=== Data for the task ===
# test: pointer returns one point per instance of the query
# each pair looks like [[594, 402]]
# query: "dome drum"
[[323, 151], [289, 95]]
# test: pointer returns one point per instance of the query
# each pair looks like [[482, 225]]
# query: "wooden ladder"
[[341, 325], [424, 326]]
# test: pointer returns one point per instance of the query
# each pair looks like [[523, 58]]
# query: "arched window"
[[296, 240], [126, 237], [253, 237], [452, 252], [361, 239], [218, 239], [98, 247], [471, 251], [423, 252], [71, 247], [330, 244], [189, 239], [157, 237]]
===
=== Data for the task ===
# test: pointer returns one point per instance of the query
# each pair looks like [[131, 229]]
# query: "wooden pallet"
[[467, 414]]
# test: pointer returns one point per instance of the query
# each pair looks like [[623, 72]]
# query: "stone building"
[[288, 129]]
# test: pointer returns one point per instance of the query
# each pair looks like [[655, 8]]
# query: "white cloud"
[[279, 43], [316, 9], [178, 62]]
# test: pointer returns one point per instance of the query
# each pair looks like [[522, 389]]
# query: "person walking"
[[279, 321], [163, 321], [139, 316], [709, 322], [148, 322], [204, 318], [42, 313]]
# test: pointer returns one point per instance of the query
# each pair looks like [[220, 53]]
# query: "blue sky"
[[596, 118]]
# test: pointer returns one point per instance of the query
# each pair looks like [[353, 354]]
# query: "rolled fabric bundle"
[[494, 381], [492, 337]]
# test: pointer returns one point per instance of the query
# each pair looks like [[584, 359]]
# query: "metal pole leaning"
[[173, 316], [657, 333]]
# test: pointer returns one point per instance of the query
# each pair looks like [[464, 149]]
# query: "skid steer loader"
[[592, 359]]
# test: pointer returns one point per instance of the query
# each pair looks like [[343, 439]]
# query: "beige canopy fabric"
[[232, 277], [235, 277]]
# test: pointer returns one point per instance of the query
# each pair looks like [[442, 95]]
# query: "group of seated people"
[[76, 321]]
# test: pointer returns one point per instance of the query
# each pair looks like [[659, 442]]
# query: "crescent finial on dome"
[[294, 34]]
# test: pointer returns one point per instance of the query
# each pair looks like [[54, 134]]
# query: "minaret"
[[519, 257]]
===
* **Aim**:
Pull out every line in the rows above that contains the string "dome". Uppercase and lowercase letters count as different.

* **Response**:
# query: "dome drum"
# query: "crescent finial on dome"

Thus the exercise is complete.